EXERCISE AIM: Print the line containing "[locate] the sidewalk" and each line after it through the end, please, with nothing added.

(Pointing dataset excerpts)
==*==

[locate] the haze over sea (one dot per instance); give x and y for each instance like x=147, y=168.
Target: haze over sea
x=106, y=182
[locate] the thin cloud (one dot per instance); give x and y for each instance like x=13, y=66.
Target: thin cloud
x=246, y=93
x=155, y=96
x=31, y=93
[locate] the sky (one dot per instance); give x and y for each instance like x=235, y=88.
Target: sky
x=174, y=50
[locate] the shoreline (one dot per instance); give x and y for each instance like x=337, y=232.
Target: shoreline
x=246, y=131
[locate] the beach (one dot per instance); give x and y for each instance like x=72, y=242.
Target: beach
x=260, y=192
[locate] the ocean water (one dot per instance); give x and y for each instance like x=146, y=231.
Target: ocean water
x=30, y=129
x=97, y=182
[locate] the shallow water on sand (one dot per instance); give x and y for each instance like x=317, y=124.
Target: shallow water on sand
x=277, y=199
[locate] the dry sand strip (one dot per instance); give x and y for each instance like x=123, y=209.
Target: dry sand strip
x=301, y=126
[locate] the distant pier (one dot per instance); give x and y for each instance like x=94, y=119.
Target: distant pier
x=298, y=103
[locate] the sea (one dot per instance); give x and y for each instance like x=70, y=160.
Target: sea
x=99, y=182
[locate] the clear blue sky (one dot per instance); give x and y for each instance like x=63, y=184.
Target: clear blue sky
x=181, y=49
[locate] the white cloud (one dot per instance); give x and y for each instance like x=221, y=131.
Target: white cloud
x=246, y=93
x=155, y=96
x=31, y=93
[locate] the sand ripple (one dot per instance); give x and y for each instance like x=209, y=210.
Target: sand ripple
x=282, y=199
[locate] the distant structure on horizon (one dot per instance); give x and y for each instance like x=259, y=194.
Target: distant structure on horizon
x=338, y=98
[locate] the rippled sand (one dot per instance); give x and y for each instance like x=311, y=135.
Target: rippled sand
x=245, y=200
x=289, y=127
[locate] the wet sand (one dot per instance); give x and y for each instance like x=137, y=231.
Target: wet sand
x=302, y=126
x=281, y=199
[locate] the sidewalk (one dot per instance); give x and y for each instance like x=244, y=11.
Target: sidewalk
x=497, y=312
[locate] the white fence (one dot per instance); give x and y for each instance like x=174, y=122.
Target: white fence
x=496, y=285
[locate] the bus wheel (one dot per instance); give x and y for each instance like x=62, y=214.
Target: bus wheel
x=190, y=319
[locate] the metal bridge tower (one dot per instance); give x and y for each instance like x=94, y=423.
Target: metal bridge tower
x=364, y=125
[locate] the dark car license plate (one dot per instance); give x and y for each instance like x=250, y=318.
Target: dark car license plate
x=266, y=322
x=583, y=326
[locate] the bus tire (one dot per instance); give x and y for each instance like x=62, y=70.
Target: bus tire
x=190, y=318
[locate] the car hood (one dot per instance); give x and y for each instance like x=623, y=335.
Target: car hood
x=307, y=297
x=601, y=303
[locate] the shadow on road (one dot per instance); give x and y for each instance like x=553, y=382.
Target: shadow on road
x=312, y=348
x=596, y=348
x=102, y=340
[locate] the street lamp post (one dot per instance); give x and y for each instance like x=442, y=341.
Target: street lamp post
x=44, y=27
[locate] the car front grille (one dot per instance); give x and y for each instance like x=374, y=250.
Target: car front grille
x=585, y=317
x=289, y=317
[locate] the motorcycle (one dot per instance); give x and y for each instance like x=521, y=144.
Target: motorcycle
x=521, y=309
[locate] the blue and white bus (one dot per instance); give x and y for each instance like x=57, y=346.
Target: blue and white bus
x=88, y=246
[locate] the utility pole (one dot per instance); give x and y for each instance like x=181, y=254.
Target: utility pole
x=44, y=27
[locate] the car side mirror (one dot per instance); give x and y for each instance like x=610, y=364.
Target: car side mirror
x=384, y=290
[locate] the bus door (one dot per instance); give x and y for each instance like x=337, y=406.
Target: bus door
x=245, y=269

==*==

CORRECT OUTPUT:
[locate] the sidewalk (one dot per instance); give x and y for each instance like x=244, y=11.
Target: sidewalk
x=497, y=312
[locate] the white fence (one dot per instance); give x and y for each instance like x=174, y=122.
Target: white fence
x=496, y=285
[locate] the bus wheel (one dot per instance); give x and y for each instance like x=62, y=214.
Target: bus wheel
x=190, y=319
[locate] the metal bridge tower (one dot per instance); give x and y for each instance like x=94, y=423.
Target: metal bridge tower
x=364, y=125
[locate] the dark car license plate (one dot per instance); give x and y for each instance like x=250, y=318.
Target: dark car license plate
x=266, y=322
x=583, y=326
[locate] the bus tire (one dot per instance); give x and y for each instance like x=62, y=70.
Target: bus tire
x=190, y=318
[locate] the car hood (one dot per instance); give x and y for each instance like x=623, y=335.
Target: car hood
x=307, y=297
x=601, y=303
[locate] the shadow on road (one dot per instance); give x and y for each instance like x=553, y=382.
Target: shadow on road
x=312, y=348
x=596, y=348
x=102, y=340
[locate] the street lamp post (one dot per instance); give x and y for each instance like x=442, y=341.
Target: street lamp post
x=44, y=27
[locate] the car front grille (one dot per instance); give x and y for each instance like x=374, y=250.
Target: car front grille
x=585, y=317
x=289, y=317
[locate] the motorcycle (one dot per instance); give x and y for each instance like x=521, y=144.
Target: motorcycle
x=521, y=309
[locate] the blue and white bus (one dot per instance); give x and y for each instance like x=57, y=346.
Target: blue and white bus
x=88, y=246
[locate] the utility pole (one dot per instance); give x and y for each instance like x=181, y=254.
Target: utility pole
x=44, y=27
[locate] the car side mirror (one dot per instance); give x and y for each instance like x=610, y=364.
Target: car side mirror
x=384, y=290
[locate] the bus door (one dot per instance); give x and y for each instance like x=337, y=406.
Target: bus door
x=245, y=269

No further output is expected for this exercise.